Really? It looks more like NBC Universal wants to get as much distance from Brian Williams and what looks like a track record of serial fabrication and exaggeration, some of which made it onto the NBC Nightly News with which they entrusted their 10-year veteran anchor and managing editor. Fox’s Howard Kurtz believes that the six-month suspension Williams got last night without pay will be a harsh enough punishment for Williams to provoke a sympathetic response on his eventual return — a set-up for an eventual redemption story that will melt America’s heart.
Well, that’s one theory:
If that’s really the strategy at NBC Universal, it sounds akin to the infamous quote from an unnamed Army officer in the Mekong Delta: We have to destroy the career in order to save it. A one-month suspension without pay would be penance, too, with all of the requisite public humiliation it would entail. That leaves an impression that any arrangements made for business continuity would be temporary. It would provide plenty of time for NBC’s investigators (or cover team, depending on your level of cynicism) to review all of the Williams material now emerging that has the whiff of fabulism or exaggeration to be fully fact-checked. Unless there’s just an overwhelming amount of it, that is, which would necessarily force a transition from temporary to permanent.
A six-month suspension is another matter. New routines will be established, older networking within and outside the organization will get replaced, and most importantly, viewers will get used to Lester Holt in the anchor seat. In fact, NBC has to hope that the audience will bond with Holt in order to keep their ratings up. Six months down the line, they would then have to break that bond and try to get the same audience (or more likely a smaller one) to bond again with Williams after a six-month hiatus. That would be difficult even if the leave was needed for medical reasons, but for a suspension prompted by Williams’ own dishonesty? Good luck making that sale. This leaves Williams’ career all but dead at NBC, unless Holt spectacularly flames out and they run out of other options.

_Assignment:_
Continue the commentary on Brian Williams' six-month suspension from NBC, starting right after its final sentence.

Entries drawn from a collection
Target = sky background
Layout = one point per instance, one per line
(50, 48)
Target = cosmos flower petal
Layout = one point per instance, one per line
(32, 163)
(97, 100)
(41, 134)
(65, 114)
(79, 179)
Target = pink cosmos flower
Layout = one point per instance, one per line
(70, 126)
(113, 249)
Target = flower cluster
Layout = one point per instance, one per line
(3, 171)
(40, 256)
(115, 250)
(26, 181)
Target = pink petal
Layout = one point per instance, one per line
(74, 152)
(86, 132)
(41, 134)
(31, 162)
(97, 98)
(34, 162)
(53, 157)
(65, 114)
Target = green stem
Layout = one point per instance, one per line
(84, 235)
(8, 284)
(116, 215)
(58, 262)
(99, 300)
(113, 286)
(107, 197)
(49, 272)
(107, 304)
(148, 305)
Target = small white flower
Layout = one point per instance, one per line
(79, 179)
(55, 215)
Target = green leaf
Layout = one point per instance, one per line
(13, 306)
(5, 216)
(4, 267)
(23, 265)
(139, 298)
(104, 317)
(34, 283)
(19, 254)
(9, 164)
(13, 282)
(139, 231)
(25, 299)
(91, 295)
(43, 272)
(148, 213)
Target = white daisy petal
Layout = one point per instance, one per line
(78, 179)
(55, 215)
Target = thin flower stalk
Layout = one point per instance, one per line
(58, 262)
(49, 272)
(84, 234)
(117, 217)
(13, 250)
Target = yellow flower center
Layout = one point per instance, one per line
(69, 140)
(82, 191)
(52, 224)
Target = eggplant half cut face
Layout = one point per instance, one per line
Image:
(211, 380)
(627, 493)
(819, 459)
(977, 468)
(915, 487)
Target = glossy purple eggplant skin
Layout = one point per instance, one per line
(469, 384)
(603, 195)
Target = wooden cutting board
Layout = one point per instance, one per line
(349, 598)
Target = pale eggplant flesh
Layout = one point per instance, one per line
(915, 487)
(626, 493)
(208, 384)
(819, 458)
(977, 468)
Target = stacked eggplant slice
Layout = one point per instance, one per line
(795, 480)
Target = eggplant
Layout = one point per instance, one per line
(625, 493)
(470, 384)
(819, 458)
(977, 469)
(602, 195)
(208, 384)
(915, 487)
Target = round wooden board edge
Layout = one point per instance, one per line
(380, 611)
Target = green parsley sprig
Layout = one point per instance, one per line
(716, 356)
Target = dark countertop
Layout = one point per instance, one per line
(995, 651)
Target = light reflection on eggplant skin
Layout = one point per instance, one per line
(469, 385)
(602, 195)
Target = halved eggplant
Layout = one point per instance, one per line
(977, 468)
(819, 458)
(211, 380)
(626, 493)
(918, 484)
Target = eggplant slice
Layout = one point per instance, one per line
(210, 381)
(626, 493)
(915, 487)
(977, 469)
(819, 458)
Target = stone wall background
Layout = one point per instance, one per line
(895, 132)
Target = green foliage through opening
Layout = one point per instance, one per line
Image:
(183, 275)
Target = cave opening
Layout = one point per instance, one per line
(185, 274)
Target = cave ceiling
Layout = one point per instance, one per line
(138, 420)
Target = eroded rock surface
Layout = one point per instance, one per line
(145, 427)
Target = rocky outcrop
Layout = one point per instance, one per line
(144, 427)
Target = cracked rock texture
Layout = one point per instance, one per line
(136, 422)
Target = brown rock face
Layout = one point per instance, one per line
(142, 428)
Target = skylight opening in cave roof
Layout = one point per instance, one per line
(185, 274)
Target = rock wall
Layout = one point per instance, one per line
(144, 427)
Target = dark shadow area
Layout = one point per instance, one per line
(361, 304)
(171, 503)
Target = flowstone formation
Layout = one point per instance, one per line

_Response area:_
Another measure of NBC’s opacity in this decision comes from its other news division. Rachel Maddow announced the decision on her prime-time MSNBC show, and lamented the fact that NBC News execs wouldn’t appear on a show on their own network to discuss it (via Daniel Halper):
And here’s the awkward part for us. I said at the top this was a little awkward, here’s why this is awkward for us on this show and for me as its anchor: So we are MSNB. The NBC in that means that we operate under the NBC umbrella, and there’s a good reason why you see so many faces from NBC News on our air. It’s because we really are working partners with them, we are working partners, we’re a partner organization with them within the news division.
But tonight even as we are reporting on this breaking news about the news division of which we are a part, no, NBC News will not make anyone available to discuss this story with us on the air. Now that may change in days ahead. You would think that if they’re going to talk to anybody about this, we might reasonably get a leg up on getting interviews with any NBC News executives to explain this decision. If only because we’re right down the hall. But so far, no one. I hope in days to come that that might change, but as of yet, we are not talking to NBC News executives about this yet. I live in hope.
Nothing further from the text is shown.